Task goal:
According to the text on the vaccine schedule changes, about how many chickenpox cases does Denmark see each year?

(Extracted text Opens)

By moving vaccines for influenza, rotavirus, COVID-19, Hepatitis A, Hepatitis B, and RSV to “shared clinical decision-making” or “high-risk only” categories, the CDC is effectively making them invisible to the routine healthcare system. Kennedy defends this by claiming he is “aligning” the United States with “international consensus,” specifically citing Denmark’s leaner schedule.
He’s wrong. It’s a scientific mismatch of the highest order.
Denmark is a small, homogeneous nation with a universal healthcare system, high baseline vaccine trust, and a robust maternal-child follow-up program.
The United States is a vast, diverse nation with massive healthcare disparities. Using Denmark as a blueprint for the United States is, as virologist James Alwine aptly put it, “like asking farmers in North Dakota to grow pineapples.”
What’s more, the Danish model isn’t the “success” Kennedy portrays it to be in all areas. Because Denmark doesn’t routinely vaccinate for chickenpox, it sees roughly 60,000 cases a year. Scaled to the U.S. population, that would result in millions of cases and thousands of avoidable hospitalizations.
Perhaps most alarming, though, is how this decision was reached. Historically, changes to the vaccine schedule required a transparent, public review by the Advisory Committee on Immunization Practices (ACIP), an independent panel of experts. This time? The change was handed down unilaterally by acting CDC leadership under Kennedy’s direction.

(Extracted text Closes)
(Extracted records Opens)

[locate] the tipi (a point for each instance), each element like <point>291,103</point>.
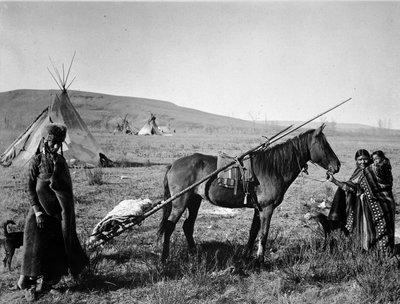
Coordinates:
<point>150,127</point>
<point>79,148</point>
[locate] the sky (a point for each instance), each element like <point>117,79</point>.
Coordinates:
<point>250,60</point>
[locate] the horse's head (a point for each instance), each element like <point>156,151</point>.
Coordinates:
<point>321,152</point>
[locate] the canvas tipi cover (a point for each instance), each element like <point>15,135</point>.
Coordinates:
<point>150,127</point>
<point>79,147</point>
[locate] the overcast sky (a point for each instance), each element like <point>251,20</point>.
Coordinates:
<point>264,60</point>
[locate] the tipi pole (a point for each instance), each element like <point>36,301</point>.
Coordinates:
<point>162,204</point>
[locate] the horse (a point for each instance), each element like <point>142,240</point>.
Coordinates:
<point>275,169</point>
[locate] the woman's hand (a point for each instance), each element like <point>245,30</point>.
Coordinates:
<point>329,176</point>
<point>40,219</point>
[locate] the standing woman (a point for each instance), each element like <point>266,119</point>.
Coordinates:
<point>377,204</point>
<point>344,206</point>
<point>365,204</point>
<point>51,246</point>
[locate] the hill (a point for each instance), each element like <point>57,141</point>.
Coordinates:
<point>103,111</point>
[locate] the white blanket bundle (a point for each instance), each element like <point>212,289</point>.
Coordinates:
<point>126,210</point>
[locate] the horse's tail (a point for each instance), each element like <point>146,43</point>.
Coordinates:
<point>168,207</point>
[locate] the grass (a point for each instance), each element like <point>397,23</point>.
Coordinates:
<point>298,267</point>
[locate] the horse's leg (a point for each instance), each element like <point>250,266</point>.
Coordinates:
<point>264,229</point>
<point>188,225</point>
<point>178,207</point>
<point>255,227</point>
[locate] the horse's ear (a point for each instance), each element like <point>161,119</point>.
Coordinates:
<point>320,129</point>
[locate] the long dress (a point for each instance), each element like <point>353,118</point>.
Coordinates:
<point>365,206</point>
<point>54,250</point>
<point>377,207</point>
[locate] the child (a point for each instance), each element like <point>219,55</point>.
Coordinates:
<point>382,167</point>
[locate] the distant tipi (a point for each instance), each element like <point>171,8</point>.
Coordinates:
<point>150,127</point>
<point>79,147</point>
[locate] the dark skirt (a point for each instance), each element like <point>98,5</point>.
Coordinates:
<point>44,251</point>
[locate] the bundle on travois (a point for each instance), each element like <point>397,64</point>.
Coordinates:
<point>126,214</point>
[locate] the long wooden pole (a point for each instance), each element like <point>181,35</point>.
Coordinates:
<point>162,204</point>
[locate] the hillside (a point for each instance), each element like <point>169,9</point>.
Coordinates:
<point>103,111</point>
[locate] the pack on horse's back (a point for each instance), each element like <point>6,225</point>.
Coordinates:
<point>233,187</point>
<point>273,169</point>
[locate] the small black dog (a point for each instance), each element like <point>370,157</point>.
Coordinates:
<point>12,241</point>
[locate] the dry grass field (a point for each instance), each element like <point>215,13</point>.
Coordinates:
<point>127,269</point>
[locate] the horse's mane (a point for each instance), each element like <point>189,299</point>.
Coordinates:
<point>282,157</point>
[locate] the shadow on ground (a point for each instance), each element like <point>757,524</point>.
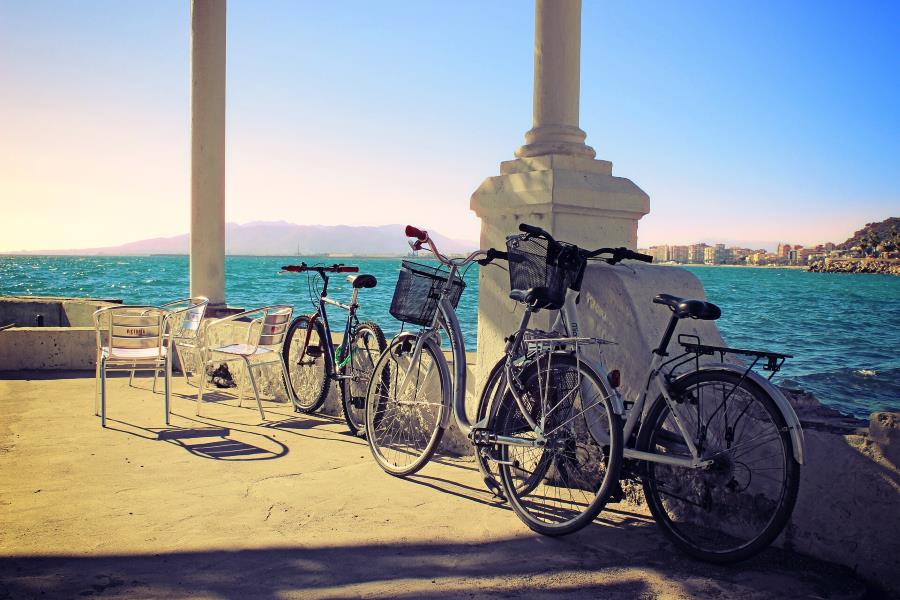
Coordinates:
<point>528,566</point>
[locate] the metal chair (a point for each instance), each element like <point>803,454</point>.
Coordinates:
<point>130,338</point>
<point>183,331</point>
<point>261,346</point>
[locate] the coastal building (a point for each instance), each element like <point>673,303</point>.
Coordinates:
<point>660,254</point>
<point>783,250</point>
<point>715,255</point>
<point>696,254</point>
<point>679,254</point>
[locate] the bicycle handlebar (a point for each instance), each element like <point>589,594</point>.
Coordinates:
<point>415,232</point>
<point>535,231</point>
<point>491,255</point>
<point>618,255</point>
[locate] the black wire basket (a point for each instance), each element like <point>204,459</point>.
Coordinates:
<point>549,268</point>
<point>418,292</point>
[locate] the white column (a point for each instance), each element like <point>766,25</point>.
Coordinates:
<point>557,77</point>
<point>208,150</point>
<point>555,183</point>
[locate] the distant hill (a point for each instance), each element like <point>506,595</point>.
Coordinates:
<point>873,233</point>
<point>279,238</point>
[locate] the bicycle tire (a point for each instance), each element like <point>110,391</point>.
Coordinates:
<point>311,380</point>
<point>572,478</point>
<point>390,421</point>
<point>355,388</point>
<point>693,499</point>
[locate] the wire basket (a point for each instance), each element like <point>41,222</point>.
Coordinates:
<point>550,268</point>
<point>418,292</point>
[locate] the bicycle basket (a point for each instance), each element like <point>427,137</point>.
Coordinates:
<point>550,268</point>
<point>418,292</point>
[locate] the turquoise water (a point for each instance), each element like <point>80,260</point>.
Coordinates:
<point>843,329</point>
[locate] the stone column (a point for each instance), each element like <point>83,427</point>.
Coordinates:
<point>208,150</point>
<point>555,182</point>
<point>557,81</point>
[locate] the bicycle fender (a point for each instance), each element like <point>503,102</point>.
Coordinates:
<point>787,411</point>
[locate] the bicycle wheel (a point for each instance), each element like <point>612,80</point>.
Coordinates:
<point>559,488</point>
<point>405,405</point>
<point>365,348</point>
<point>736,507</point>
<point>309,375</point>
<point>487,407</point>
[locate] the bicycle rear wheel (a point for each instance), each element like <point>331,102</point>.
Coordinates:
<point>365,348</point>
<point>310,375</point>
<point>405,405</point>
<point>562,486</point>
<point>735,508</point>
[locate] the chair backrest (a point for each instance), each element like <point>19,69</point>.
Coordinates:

(Extracted records Closes)

Answer for the task:
Roughly 60,000 cases a year.